* [Work request] Scan the data below and give the number of lines that include the word "shelf", with no other words.

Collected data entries
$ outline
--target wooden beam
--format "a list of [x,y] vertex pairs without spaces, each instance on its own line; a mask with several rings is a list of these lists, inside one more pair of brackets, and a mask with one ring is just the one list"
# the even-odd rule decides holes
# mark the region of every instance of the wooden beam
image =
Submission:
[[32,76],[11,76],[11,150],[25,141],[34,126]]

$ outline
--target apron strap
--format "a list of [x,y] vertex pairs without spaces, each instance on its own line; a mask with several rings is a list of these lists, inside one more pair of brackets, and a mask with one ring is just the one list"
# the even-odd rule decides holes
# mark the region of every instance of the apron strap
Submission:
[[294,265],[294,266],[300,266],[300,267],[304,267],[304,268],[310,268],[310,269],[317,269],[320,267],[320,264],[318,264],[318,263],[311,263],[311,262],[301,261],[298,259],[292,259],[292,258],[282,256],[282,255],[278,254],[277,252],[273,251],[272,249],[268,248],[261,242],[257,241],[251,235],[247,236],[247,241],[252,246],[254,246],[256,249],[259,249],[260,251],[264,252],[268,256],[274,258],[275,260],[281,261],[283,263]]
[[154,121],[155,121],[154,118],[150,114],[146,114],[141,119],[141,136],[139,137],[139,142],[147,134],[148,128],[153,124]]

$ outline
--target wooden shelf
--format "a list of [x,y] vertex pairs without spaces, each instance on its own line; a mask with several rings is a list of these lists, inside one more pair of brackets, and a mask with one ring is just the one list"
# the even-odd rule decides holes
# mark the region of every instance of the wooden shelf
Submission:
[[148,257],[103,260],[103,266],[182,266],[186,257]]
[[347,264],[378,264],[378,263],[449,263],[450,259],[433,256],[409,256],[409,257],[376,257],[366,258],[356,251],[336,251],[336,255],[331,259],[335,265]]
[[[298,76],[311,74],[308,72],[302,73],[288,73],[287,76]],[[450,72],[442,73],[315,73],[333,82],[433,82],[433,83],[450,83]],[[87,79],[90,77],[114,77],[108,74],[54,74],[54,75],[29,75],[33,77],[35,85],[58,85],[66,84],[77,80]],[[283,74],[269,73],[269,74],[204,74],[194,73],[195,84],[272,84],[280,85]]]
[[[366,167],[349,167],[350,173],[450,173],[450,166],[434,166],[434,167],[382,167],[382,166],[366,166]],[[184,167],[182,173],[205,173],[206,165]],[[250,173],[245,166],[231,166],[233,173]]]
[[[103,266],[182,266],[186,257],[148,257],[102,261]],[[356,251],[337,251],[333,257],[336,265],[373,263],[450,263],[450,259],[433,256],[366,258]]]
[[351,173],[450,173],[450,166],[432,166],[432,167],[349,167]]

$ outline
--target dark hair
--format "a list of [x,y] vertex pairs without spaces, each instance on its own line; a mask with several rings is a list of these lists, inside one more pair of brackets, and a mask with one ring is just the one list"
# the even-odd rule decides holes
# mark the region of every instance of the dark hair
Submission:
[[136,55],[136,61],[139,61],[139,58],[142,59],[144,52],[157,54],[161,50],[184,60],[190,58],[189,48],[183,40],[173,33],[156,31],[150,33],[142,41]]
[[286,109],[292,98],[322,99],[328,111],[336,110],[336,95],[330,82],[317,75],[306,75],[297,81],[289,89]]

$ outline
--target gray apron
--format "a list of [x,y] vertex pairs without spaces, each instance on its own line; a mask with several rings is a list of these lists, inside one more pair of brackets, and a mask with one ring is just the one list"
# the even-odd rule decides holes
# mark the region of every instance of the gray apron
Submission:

* [Solution] 2